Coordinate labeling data
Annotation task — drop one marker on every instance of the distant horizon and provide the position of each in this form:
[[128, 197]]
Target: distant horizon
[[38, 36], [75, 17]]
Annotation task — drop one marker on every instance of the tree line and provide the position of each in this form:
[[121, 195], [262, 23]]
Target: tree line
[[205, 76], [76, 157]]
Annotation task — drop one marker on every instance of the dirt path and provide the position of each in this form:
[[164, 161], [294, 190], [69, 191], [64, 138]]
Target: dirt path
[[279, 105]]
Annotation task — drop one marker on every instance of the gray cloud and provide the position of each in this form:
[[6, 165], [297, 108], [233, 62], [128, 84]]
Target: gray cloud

**Direction:** Reproduce every line of the listing above word for word, with nothing changed.

**Result for this exercise:**
Annotation task — drop one marker on every instance of the distant horizon and provide the position of each in this form:
[[128, 197]]
Target: distant horizon
[[38, 36], [75, 17]]
Annotation task — drop one marker on every instance of the tree line and provide the position of each in this form:
[[121, 195], [262, 23]]
Target: tree line
[[205, 76], [76, 157]]
Annotation task — drop one marker on every instance of the dirt path and provide the position of each in this form:
[[164, 161], [294, 190], [69, 191], [64, 138]]
Target: dirt path
[[279, 105]]
Annotation task — drop one marker on every instance of the gray cloud and provide the position of each in this form:
[[6, 165], [297, 108], [233, 62], [128, 84]]
Target: gray cloud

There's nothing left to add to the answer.